** start Data for the task **

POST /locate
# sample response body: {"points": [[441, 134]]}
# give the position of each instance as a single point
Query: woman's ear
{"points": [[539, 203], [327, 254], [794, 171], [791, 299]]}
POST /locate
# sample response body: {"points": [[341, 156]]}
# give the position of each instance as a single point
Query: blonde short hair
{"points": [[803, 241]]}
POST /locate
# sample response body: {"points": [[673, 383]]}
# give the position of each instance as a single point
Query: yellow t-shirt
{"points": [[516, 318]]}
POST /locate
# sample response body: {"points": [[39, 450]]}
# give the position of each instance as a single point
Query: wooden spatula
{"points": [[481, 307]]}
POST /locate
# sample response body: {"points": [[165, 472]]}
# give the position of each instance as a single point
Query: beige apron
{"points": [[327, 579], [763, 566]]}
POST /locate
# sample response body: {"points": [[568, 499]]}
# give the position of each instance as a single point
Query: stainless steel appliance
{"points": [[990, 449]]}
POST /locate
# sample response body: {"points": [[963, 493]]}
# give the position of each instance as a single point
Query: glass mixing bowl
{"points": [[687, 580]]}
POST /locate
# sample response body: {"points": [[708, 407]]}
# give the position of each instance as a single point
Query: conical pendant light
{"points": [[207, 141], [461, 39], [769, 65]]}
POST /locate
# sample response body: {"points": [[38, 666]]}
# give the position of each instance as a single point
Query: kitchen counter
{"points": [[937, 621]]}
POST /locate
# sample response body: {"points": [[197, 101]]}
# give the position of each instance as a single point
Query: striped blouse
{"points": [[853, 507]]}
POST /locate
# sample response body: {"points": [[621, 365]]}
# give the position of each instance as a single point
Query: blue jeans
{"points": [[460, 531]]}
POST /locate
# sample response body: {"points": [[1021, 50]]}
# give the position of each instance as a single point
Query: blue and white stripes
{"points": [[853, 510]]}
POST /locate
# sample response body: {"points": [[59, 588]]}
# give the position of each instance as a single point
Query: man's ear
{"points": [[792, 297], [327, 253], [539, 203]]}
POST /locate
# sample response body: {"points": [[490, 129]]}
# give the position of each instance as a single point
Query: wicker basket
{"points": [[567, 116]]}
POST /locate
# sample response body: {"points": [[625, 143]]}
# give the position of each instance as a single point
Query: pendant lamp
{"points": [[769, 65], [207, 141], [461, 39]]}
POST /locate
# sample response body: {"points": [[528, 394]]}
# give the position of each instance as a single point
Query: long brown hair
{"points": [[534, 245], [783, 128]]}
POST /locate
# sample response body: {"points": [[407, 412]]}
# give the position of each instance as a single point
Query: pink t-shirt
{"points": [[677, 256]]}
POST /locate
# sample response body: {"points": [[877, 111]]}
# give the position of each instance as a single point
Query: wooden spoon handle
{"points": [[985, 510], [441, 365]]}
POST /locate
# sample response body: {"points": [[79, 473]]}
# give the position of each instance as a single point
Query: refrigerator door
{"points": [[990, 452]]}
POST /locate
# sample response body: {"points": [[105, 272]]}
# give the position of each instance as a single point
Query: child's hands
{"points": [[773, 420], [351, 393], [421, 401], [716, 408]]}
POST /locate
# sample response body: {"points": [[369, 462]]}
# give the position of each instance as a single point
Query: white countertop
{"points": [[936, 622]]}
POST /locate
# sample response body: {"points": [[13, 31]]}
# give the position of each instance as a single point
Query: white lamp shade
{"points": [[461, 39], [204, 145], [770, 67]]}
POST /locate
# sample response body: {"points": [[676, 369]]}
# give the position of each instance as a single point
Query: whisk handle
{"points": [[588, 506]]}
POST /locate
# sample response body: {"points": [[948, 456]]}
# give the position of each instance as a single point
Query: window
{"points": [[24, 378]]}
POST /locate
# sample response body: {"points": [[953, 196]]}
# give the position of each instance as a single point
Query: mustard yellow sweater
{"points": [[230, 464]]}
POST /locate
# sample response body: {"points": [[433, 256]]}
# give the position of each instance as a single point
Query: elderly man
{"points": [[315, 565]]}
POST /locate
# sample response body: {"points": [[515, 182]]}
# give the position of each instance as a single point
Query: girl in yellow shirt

** end Data for the task **

Exercise prompt: Print every entry exactly as it appears.

Reply to the task:
POST /locate
# sample response body: {"points": [[441, 134]]}
# give the position of each instance as a single point
Query: woman's ear
{"points": [[539, 203], [327, 254], [794, 171], [791, 299]]}
POST /locate
# sample response body: {"points": [[341, 156]]}
# give the position of each instance as a single point
Query: blonde short hair
{"points": [[803, 241]]}
POST /locate
# sample response body: {"points": [[673, 383]]}
# give the position of each instance as a single point
Query: yellow t-shirt
{"points": [[516, 318]]}
POST /locate
# sample response body: {"points": [[39, 450]]}
# give the position of each instance as a single point
Query: wooden spatula
{"points": [[481, 307]]}
POST /locate
# sample response body: {"points": [[165, 472]]}
# give the position of each instance as a single point
Query: beige apron
{"points": [[327, 579], [763, 566]]}
POST /locate
# sample response body: {"points": [[568, 499]]}
# give the position of each instance as a single point
Query: stainless steel appliance
{"points": [[990, 449]]}
POST /locate
# sample response body: {"points": [[963, 493]]}
# give the position of each instance as a single point
Query: glass mixing bowl
{"points": [[687, 580]]}
POST /locate
# sample response body: {"points": [[708, 407]]}
# give the position of each instance as a single point
Query: conical pendant light
{"points": [[207, 141], [461, 39], [769, 65]]}
POST /locate
# sample response body: {"points": [[38, 666]]}
# give the position of each instance as a single point
Query: kitchen counter
{"points": [[937, 621]]}
POST /locate
# sample response body: {"points": [[197, 101]]}
# give the position of each instance as a single point
Query: striped blouse
{"points": [[853, 507]]}
POST /locate
# sample response body: {"points": [[621, 365]]}
# give the position of each instance as a single point
Query: blue jeans
{"points": [[460, 531]]}
POST /locate
# sample response body: {"points": [[1021, 50]]}
# give the position of each instance as a single point
Query: blue and white stripes
{"points": [[853, 510]]}
POST /locate
# sample response body: {"points": [[59, 588]]}
# give the position of each instance as a single point
Query: man's ear
{"points": [[792, 297], [327, 253], [539, 203]]}
POST /locate
# sample response body: {"points": [[490, 129]]}
# give the position of each instance as a single point
Query: wicker basket
{"points": [[567, 116]]}
POST /locate
# sample response body: {"points": [[625, 143]]}
# give the position of each instance as a single point
Query: pendant lamp
{"points": [[769, 65], [207, 141], [461, 39]]}
POST /locate
# sample response body: {"points": [[528, 394]]}
# give the position of each instance as a single point
Query: long brown hair
{"points": [[534, 245], [783, 128]]}
POST /locate
# sample response body: {"points": [[407, 412]]}
# give the position of each instance as a single point
Query: pink t-shirt
{"points": [[677, 256]]}
POST /locate
# sample response body: {"points": [[877, 111]]}
# give the position of each instance as a single point
Query: wooden spoon handle
{"points": [[985, 510], [441, 365]]}
POST /locate
# sample response body: {"points": [[79, 473]]}
# give the position of each instance as a single point
Query: refrigerator door
{"points": [[990, 452]]}
POST /locate
# sample response body: {"points": [[105, 272]]}
# give the position of each instance as a single point
Query: child's hands
{"points": [[773, 420], [351, 393], [421, 401], [716, 408]]}
POST /locate
# sample response body: {"points": [[369, 462]]}
# give the position of each instance as a single point
Query: white countertop
{"points": [[936, 622]]}
POST /locate
# sample response body: {"points": [[13, 31]]}
# give the position of each instance as a single point
Query: white lamp shade
{"points": [[461, 39], [204, 145], [770, 67]]}
POST /locate
# sample response body: {"points": [[676, 369]]}
# give the position of each instance as a single point
Query: whisk handle
{"points": [[588, 506]]}
POST /locate
# sample response body: {"points": [[948, 456]]}
# give the position of each instance as a single point
Query: window
{"points": [[24, 378]]}
POST /locate
# sample response body: {"points": [[953, 196]]}
# give the position of each instance as a single point
Query: mustard yellow sweater
{"points": [[230, 464]]}
POST /locate
# sample response body: {"points": [[433, 256]]}
# give the position of each instance as a single point
Query: elderly man
{"points": [[315, 565]]}
POST /locate
# sample response body: {"points": [[515, 182]]}
# give the position of each instance as a single point
Query: girl in yellow shirt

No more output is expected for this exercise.